### Reading passage
________________

There Was Much More to Michael Nesmith Than The Monkees

Michael Nesmith, who died Friday at his California home of heart failure at age 78, never lost his ambivalence about his best-known musical endeavor: The Monkees. On the one hand, most people know him as a member of that made-for-TV rock ‘n’ roll band during its two-year run on NBC-TV, 1966-1968. On the other hand, he was proudest of the music he made as a struggling folk singer before the TV show, and as a pioneering country-rocker and music-videographer after the show.

Those mixed feelings were obvious the last time I saw him. Michael Nesmith & The First National Band headlined the Country Music Hall of Fame’s CMA Theatre on Sept. 11, 2018. The 19-song set included only a single Monkees song—and that tune, “Papa Gene’s Blues,” dated back to Nesmith’s pre-Monkees folkie career.

And yet Nesmith had just done a summer tour with his old bandmate, billed as “The Monkees Present: The Mike Nesmith & Micky Dolenz Show.” Dominated by Monkees songs, the tour proved so successful that the duo reprised it in 2019 and 2021. Clearly, he was torn between the two sides of his career.

Some in the Hall of Fame audience were unmistakably disappointed at the absence of Monkees songs, but others were just as obviously gratified. This latter group believed that Nesmith deserves to be remembered not as a TV sitcom star, but as an unheralded pioneer of the country-rock movement. The singer dressed the part, wearing a big, white cowboy hat embellished with stars in red and blue sequins.

After all, his first country-flavored solo album, Magnetic South, credited to Michael Nesmith & The First National Band, was released in June 1970, before the debut albums of The Eagles, Pure Prairie League and The New Riders of the Purple Sage. This argument neglects to mention that the Byrds’ Sweetheart of the Rodeo, The Flying Burrito Brothers’ The Gilded Palace of Sin, Bob Dylan’s John Wesley Harding and the first two Poco albums all predate Magnetic South.

Which is not to deny that Nesmith was a legitimate member of that first wave of Sweetheart-inspired country-rock. Magnetic South featured “Joanne,” the only top-40 solo single of his career, and when he sang it at the Hall of Fame, it still had that captivating, rising chorus melody, the swooping vocal shadowed by the steel guitar. At the 2019 show, the steel was provided by virtuoso Pete Finney, and the harmony vocals by two of Nesmith’s sons, John and Christian. Their father seemed bashful, surprised and pleased all at once when the song got the biggest cheers of the night.

________________

### Raw data

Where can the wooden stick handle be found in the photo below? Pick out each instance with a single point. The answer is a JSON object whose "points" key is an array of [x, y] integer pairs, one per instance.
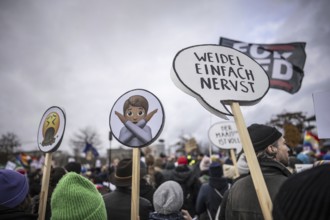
{"points": [[135, 184], [44, 186], [251, 158], [233, 158]]}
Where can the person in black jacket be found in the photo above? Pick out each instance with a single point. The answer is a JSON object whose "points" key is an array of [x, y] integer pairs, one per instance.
{"points": [[183, 175], [118, 202], [211, 193], [14, 196], [241, 201]]}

________________

### What is being asked
Write the next part of the piece on Michael Nesmith, picking up after its final sentence.

### Reply
In the show’s second half, Nesmith sent his eight backing musicians offstage and recreated the three-song set he performed on many Monday nights as the barely known M.C. of the open-mic folk-singer night at Los Angeles’ legendary Troubadour nightclub. Standing alone on stage with a 12-string guitar, as he had back in 1965, he played “Propinquity,” “Different Drum” and “Papa Gene’s Blues” for the Hall of Fame crowd. That middle song is arguably his best composition, for its theme of a young person not ready to settle down is reinforced by its bouncy and ready-to-ramble melody, especially on the bridge that goes, “I’m not saying you ain’t pretty / All I’m saying’s I’m not ready.”

A little-known singer at the Troubadour named Linda Ronstadt heard it and recorded it with her trio, Stone Poneys. The result was a #13 pop single in 1967, the first hit of her career. The Stone Poneys used another Nesmith composition, “Some of Shelly’s Blues,” as the A-side of a 1968 single, but with less success.

Between those Troubadour shows and the Stone Poney singles, however, Nesmith had answered a Daily Variety ad announcing auditions for a new TV show, to cast “Folk & Roll Musicians-Singers for acting roles in new TV series. Running parts for 4 insane boys, age 17-21.” He got one of the four slots alongside Dolenz (a child actor with some band experience), Davy Jones (a British musical theater prodigy) and Peter Tork (a Greenwich Village folkie).

The show was the brainchild of TV producers Bert Schneider and Bob Rafelson, who wanted to translate the loosey-goosey mix of comedy and music in Richard Lester’s Beatles movie, A Hard Day’s Night, for the more circumscribed world of American television. The producers thought of building the show around a pre-existing band, The Lovin’ Spoonful, but realized such experienced musicians would be less pliable to manipulation and less appealing to junior-high girls.

Rafelson, who would go on to direct such landmark movies as Five Easy Pieces, The King of Marvin Gardens and The Postman Always Rings Twice, all three starring a young Jack Nicholson, was a gifted filmmaker. In 1968, he would make The Monkees’ bizarrely experimental feature film, Head, with appearances by Nicholson, Frank Zappa and Annette Funicello.

But from the beginning, the TV show was rife with tension between the four musicians who wanted to do their own music and the producers who thought of them as actors paid to deliver their lines. Nesmith, for example, offered the producers “Different Drum,” but they turned it down in favor of their plans to farm out the writing, producing and performing to industry pros.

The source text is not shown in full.